[Start GIVEN ENTRIES]
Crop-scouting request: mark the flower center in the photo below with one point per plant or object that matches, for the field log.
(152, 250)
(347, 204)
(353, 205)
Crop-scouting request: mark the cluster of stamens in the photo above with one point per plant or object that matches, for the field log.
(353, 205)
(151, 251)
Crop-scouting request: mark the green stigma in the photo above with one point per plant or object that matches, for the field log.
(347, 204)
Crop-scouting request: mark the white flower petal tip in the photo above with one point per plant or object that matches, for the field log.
[End GIVEN ENTRIES]
[Start GIVEN ENTRIES]
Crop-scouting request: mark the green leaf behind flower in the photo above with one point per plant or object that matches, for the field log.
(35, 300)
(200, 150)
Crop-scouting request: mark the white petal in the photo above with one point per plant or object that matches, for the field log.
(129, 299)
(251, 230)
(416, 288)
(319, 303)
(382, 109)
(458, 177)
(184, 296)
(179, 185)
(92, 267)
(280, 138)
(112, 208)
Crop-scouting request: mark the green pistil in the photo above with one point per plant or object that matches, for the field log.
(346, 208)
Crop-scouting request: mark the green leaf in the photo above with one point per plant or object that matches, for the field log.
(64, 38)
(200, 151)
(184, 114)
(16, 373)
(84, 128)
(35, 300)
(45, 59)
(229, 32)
[End GIVEN ENTRIES]
*EXERCISE AIM:* Return every line of the items above unchanged, starting at the line with "Crop-scouting request: mark the flower" and ending at the line with "Crop-scouting request: mark the white flower", with both of those lines included.

*REPLY TO THE EXERCISE:*
Crop-scouting request: mark the flower center in the photo below with one point per plant or object that matches, for the field log.
(152, 250)
(347, 204)
(353, 205)
Crop-scouting request: mark the cluster of stamens in the photo above with one point per plant or object that matches, for the field log.
(353, 205)
(151, 251)
Crop-scouting request: mark the green stigma in the photo above with one point per plant or object that matches, for the field log.
(347, 204)
Crop-scouting request: mark the white flower petal tip in the photo above with one point per plant or object that matches, for the field log.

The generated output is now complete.